Sorular ve Görevler:
a) Ekonomi yazısına göre, ekonominin lokomotifi olarak anılan hangi sektördeki durgunluk öne çıkarılıyor?
b) Ekonomi yazısının "CAHİT SÖNMEZ" sözlerini içeren yerinden başlayıp "ekonomi aktörleri tarafından..." sözlerinden sonra biten kısmını, "konut sektöründeki" yerine "inşaat sektöründeki" koyarak yeniden yaz.

• BUGÜNKÜ YENİ ASIR
  • Namaz Vakitleri
  • VavTv Canlı Yayın
Ekonomide sorun var mı?

CAHİT SÖNMEZ

Ekonomide sorun var mı?

cahit.sonmez@yeniasir.com.tr Tüm yazıları
Giriş Tarihi: 02 Şubat 2015
Son birkaç aydır ekonominin nabzını yakından tutan reel kesim temsilcilerinin hatta esnafların bakış açılarında bir değişim görülüyor. Biraz karamsar biraz da bu yıl içinde çıkmaza girebilecek ekonomik koşullarla karşılaşılabileceği olasılığını dile getirmeye çalışıyorlar. Özellikle ekonominin lokomotifi konut sektöründeki durgunluk biraz daha ön plana çıkarılıyor ekonomi aktörleri tarafından...

Verilen Liste:
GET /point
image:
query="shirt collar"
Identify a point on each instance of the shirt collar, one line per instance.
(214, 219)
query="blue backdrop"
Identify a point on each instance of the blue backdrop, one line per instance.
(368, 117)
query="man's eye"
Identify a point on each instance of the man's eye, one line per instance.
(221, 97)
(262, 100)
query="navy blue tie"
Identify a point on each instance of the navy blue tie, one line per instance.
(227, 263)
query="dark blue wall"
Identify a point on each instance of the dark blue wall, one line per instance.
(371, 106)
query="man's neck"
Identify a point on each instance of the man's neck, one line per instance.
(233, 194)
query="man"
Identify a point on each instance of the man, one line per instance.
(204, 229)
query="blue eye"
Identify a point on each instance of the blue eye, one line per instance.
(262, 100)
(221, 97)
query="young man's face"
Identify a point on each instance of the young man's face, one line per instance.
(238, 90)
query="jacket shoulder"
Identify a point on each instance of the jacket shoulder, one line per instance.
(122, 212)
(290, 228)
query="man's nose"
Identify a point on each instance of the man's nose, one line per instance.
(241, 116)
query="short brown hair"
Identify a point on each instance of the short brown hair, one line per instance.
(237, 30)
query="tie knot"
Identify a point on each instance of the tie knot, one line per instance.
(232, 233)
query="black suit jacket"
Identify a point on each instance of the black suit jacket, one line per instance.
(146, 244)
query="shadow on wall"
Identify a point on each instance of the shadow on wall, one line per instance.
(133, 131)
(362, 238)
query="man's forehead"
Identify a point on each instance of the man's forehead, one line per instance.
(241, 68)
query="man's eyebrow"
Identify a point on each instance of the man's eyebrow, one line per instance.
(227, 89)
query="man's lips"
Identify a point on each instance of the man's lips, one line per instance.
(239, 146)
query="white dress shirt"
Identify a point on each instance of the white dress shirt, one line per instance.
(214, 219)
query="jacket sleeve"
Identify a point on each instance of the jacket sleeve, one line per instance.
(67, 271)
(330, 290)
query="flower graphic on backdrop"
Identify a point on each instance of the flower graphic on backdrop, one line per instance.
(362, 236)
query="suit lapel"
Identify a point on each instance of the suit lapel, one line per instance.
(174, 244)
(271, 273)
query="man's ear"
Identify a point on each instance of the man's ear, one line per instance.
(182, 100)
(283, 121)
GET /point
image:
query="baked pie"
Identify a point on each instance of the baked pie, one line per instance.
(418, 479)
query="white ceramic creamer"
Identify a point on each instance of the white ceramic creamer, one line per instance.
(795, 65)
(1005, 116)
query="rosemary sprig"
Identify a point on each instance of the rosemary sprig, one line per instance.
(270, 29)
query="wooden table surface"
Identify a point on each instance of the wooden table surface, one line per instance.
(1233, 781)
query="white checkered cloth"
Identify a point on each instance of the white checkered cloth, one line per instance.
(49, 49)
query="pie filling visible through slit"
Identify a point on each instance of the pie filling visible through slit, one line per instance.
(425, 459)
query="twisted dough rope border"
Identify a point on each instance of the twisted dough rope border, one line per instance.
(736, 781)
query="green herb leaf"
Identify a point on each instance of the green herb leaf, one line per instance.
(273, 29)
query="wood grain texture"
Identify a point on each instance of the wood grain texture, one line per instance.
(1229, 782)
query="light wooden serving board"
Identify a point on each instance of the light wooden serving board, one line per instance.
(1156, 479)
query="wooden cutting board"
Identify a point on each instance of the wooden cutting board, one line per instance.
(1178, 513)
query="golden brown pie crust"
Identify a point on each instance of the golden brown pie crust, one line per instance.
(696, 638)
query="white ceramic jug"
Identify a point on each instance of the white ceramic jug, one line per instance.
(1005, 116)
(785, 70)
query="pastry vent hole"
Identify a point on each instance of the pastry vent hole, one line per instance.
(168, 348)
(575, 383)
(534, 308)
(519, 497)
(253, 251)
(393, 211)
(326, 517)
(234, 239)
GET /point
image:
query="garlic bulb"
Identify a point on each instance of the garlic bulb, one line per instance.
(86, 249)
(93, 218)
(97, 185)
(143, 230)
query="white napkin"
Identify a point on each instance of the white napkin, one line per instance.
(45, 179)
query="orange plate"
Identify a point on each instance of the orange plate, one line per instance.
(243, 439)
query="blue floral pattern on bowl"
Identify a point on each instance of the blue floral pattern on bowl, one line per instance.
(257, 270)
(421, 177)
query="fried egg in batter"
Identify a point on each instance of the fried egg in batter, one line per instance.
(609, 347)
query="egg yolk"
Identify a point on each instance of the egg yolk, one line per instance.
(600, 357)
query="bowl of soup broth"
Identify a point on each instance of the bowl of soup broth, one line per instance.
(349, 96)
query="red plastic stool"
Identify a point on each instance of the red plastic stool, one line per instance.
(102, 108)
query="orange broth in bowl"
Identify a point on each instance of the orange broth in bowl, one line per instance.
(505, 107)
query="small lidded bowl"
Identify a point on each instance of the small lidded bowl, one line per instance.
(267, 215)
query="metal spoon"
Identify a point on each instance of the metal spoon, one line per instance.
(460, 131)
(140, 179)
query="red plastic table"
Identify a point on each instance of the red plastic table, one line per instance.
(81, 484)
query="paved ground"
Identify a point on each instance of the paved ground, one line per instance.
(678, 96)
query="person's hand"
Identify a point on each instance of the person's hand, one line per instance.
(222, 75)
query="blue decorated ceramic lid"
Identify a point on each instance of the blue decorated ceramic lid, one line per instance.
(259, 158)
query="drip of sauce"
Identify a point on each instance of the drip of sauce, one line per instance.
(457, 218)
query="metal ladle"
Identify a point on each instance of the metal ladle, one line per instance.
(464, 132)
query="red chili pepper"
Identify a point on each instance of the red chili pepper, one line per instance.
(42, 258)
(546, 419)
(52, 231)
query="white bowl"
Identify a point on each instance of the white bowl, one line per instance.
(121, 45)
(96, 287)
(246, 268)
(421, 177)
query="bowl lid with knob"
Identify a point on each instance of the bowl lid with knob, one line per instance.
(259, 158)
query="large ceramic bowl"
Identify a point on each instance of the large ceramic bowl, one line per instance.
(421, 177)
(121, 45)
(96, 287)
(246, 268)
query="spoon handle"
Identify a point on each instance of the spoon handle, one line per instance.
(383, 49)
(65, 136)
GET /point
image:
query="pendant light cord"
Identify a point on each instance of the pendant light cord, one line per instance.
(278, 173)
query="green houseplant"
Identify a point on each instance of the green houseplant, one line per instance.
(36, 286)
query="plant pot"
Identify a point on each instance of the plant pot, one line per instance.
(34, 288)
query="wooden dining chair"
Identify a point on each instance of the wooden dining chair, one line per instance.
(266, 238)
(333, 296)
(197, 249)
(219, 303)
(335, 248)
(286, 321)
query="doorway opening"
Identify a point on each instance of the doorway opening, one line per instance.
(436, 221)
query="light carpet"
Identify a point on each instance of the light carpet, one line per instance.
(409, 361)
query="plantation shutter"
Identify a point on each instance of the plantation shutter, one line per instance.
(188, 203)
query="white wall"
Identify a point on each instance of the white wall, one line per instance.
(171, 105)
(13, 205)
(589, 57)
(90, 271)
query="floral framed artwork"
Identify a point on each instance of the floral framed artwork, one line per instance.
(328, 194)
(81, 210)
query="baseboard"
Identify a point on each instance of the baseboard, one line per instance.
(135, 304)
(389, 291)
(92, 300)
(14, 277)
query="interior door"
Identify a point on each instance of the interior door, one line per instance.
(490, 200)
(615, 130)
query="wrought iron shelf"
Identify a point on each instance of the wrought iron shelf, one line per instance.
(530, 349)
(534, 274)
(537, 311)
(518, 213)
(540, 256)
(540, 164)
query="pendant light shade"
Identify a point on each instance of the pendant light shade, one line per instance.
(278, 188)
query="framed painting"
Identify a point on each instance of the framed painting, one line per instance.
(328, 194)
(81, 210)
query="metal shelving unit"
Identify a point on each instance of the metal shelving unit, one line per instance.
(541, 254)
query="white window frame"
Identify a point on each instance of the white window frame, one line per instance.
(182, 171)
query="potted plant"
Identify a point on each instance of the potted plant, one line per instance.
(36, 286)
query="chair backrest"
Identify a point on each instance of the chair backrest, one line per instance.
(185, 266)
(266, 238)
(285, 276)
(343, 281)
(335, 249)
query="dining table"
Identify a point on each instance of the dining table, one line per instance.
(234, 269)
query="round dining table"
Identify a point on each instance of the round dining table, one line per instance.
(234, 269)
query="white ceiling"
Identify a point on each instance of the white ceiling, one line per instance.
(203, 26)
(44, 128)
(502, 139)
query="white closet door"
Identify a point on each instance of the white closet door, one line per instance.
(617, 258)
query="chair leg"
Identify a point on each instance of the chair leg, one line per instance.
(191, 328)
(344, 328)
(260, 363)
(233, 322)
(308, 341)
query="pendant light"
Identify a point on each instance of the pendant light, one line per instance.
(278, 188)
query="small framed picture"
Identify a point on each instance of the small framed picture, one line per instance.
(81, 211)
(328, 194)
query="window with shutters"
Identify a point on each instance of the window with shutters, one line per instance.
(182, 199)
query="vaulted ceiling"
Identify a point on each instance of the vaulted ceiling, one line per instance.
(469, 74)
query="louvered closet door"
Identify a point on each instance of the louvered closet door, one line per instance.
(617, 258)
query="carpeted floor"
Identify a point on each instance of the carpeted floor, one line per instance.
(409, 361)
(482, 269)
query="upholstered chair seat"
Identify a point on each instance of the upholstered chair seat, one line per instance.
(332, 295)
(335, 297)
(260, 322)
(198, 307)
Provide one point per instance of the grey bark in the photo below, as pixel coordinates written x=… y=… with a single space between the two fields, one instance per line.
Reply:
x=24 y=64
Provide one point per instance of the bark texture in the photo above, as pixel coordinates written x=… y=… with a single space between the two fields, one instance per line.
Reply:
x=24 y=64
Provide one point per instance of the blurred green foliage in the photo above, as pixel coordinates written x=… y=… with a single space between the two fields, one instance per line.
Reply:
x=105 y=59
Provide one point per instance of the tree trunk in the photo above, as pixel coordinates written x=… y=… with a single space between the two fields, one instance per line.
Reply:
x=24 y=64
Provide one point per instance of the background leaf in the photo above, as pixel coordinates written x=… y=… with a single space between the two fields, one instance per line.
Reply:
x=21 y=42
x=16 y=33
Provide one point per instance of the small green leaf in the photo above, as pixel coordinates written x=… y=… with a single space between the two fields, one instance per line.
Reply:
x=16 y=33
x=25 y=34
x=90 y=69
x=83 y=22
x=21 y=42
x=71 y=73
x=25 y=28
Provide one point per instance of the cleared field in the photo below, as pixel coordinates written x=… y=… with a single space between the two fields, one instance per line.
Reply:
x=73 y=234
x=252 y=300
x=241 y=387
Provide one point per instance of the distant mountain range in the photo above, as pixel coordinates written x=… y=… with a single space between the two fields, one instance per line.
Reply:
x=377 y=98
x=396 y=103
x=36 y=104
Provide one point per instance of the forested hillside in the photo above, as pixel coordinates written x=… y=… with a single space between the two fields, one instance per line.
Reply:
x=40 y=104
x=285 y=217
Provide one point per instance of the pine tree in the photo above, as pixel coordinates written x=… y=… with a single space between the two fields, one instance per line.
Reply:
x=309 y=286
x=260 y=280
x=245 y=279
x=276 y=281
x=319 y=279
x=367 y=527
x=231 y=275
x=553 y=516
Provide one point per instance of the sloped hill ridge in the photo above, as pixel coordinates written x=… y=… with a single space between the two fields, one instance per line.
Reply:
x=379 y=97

Görev Yanıtları:
a) Konut sektöründeki durgunluk.

b)
CAHİT SÖNMEZ

Ekonomide sorun var mı?

cahit.sonmez@yeniasir.com.tr Tüm yazıları
Giriş Tarihi: 02 Şubat 2015
Son birkaç aydır ekonominin nabzını yakından tutan reel kesim temsilcilerinin hatta esnafların bakış açılarında bir değişim görülüyor. Biraz karamsar biraz da bu yıl içinde çıkmaza girebilecek ekonomik koşullarla karşılaşılabileceği olasılığını dile getirmeye çalışıyorlar. Özellikle ekonominin lokomotifi inşaat sektöründeki durgunluk biraz daha ön plana çıkarılıyor ekonomi aktörleri tarafından...